[Directions]
Look through the entries below for the string "distant", and copy each line where it is found.
[Start of section]
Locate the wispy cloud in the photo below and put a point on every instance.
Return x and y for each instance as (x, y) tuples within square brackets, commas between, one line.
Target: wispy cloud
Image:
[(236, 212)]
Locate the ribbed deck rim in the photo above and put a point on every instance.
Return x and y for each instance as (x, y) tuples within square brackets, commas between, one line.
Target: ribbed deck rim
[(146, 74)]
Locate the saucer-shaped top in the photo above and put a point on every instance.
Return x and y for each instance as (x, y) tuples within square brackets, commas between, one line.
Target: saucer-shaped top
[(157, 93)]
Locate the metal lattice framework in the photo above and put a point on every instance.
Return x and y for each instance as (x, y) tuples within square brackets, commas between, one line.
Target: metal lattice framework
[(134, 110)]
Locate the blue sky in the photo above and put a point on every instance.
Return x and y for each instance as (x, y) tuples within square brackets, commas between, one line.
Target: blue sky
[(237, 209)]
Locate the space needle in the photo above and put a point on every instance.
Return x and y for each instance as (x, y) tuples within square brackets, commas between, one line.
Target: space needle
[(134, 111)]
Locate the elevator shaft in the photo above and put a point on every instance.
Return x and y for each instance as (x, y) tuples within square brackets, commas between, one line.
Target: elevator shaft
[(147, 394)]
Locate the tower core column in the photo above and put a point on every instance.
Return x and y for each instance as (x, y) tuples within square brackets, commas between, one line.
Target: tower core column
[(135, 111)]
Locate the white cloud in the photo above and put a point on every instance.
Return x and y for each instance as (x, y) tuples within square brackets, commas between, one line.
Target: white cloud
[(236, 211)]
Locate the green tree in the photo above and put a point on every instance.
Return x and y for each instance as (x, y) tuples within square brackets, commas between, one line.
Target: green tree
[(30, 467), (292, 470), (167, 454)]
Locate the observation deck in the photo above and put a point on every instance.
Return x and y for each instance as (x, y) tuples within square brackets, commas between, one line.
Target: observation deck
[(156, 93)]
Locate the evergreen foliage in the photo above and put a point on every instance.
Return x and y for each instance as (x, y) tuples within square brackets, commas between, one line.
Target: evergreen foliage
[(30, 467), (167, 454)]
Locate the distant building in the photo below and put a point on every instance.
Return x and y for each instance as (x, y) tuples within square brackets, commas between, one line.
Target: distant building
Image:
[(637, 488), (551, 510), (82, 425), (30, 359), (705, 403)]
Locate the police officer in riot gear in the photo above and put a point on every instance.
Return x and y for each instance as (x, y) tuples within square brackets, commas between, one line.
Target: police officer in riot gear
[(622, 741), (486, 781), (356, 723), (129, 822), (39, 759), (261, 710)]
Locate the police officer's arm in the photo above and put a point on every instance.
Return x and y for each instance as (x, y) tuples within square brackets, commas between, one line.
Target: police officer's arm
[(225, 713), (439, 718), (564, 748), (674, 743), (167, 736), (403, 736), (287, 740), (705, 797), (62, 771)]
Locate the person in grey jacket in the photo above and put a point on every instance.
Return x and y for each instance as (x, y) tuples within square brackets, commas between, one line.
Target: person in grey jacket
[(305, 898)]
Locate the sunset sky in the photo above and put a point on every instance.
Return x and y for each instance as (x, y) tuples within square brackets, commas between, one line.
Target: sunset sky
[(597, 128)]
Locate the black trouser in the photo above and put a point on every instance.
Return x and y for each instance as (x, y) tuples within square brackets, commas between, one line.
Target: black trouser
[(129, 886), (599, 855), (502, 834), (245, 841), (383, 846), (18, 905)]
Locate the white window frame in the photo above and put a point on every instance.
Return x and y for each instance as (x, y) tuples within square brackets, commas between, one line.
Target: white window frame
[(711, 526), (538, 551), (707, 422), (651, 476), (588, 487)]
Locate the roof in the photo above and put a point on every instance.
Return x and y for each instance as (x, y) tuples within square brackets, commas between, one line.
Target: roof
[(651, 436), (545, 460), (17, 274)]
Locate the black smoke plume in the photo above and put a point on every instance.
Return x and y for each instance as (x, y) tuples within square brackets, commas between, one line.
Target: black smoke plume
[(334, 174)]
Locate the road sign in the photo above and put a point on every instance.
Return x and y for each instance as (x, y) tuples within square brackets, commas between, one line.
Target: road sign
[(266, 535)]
[End of section]
[Your solution]
Locate the distant building in the photo below and put a point on every instance.
Target: distant building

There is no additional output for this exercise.